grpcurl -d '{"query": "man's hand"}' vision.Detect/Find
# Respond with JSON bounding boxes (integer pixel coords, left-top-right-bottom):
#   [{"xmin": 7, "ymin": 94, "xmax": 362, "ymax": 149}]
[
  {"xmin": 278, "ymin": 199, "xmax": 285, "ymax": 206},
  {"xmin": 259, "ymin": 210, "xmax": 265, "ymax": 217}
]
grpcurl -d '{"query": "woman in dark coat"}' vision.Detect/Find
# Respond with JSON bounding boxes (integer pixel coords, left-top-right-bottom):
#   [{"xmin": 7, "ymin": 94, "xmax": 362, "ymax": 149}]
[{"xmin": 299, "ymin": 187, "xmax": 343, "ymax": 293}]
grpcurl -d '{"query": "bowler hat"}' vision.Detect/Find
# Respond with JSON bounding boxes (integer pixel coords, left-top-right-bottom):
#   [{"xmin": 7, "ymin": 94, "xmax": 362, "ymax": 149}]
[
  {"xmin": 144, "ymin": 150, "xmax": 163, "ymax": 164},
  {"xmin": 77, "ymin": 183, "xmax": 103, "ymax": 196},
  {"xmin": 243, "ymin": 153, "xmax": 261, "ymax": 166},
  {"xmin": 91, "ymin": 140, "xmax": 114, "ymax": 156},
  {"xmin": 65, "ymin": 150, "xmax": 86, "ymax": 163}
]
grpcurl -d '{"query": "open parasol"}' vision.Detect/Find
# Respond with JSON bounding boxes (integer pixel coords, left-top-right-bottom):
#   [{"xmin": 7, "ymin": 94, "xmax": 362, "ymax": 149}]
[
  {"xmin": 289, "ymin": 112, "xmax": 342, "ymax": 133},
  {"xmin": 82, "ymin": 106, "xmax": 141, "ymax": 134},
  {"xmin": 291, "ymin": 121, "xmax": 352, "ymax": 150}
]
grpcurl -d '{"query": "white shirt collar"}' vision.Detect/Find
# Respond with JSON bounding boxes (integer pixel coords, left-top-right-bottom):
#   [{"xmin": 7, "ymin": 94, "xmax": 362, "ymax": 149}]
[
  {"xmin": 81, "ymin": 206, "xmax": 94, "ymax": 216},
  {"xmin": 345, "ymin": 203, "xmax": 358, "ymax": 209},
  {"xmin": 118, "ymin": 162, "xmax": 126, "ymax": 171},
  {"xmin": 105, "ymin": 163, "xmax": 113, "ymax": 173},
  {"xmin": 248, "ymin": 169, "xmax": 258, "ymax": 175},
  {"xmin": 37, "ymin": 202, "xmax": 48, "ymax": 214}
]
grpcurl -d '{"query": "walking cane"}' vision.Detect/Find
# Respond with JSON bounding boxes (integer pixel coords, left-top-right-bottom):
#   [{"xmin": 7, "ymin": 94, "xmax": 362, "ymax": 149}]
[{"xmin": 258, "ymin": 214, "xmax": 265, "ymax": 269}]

WHAT TO DO:
Reproduce the listing above word for word.

ANSWER TO THIS PROBLEM:
grpcurl -d '{"query": "man's hand"}' vision.Detect/Find
# Respond with JSON bounding boxes (integer pixel coords, left-top-right-bottom):
#   [{"xmin": 7, "ymin": 94, "xmax": 362, "ymax": 149}]
[
  {"xmin": 278, "ymin": 199, "xmax": 285, "ymax": 206},
  {"xmin": 259, "ymin": 210, "xmax": 265, "ymax": 217}
]
grpcurl -d '{"query": "woman in dark coat"}' vision.Detect/Find
# Respond with JSON bounding boxes (integer pixel coords, left-top-right-bottom):
#   [{"xmin": 7, "ymin": 94, "xmax": 362, "ymax": 149}]
[{"xmin": 299, "ymin": 187, "xmax": 343, "ymax": 293}]
grpcurl -d '{"query": "bowler hat"}' vision.Detect/Find
# Respond with JSON bounding boxes (integer pixel coords, left-top-right-bottom):
#   [{"xmin": 7, "ymin": 94, "xmax": 362, "ymax": 149}]
[
  {"xmin": 144, "ymin": 150, "xmax": 163, "ymax": 164},
  {"xmin": 77, "ymin": 183, "xmax": 103, "ymax": 196},
  {"xmin": 243, "ymin": 153, "xmax": 261, "ymax": 166},
  {"xmin": 91, "ymin": 140, "xmax": 114, "ymax": 156},
  {"xmin": 65, "ymin": 150, "xmax": 86, "ymax": 163}
]
grpcurl -d '{"query": "open parasol"}' vision.Detect/Find
# Respond with JSON bounding boxes (integer pixel coords, left-top-right-bottom):
#   [{"xmin": 7, "ymin": 94, "xmax": 362, "ymax": 149}]
[
  {"xmin": 289, "ymin": 112, "xmax": 342, "ymax": 133},
  {"xmin": 82, "ymin": 106, "xmax": 141, "ymax": 134},
  {"xmin": 291, "ymin": 121, "xmax": 352, "ymax": 150}
]
grpcurl -d '{"query": "white shirt collar"}' vision.Detect/Find
# Respond with JSON bounding boxes (integer pixel coords, left-top-right-bottom):
#   [{"xmin": 7, "ymin": 94, "xmax": 362, "ymax": 149}]
[
  {"xmin": 81, "ymin": 206, "xmax": 94, "ymax": 216},
  {"xmin": 345, "ymin": 203, "xmax": 358, "ymax": 209},
  {"xmin": 118, "ymin": 162, "xmax": 126, "ymax": 171},
  {"xmin": 105, "ymin": 163, "xmax": 113, "ymax": 173},
  {"xmin": 248, "ymin": 169, "xmax": 258, "ymax": 175},
  {"xmin": 37, "ymin": 202, "xmax": 48, "ymax": 214}
]
grpcurl -d '{"query": "walking cane"}' vision.Detect/Find
# Respond with JSON bounding boxes (integer pixel coords, left-top-right-bottom):
#   [{"xmin": 7, "ymin": 94, "xmax": 362, "ymax": 149}]
[{"xmin": 258, "ymin": 214, "xmax": 265, "ymax": 269}]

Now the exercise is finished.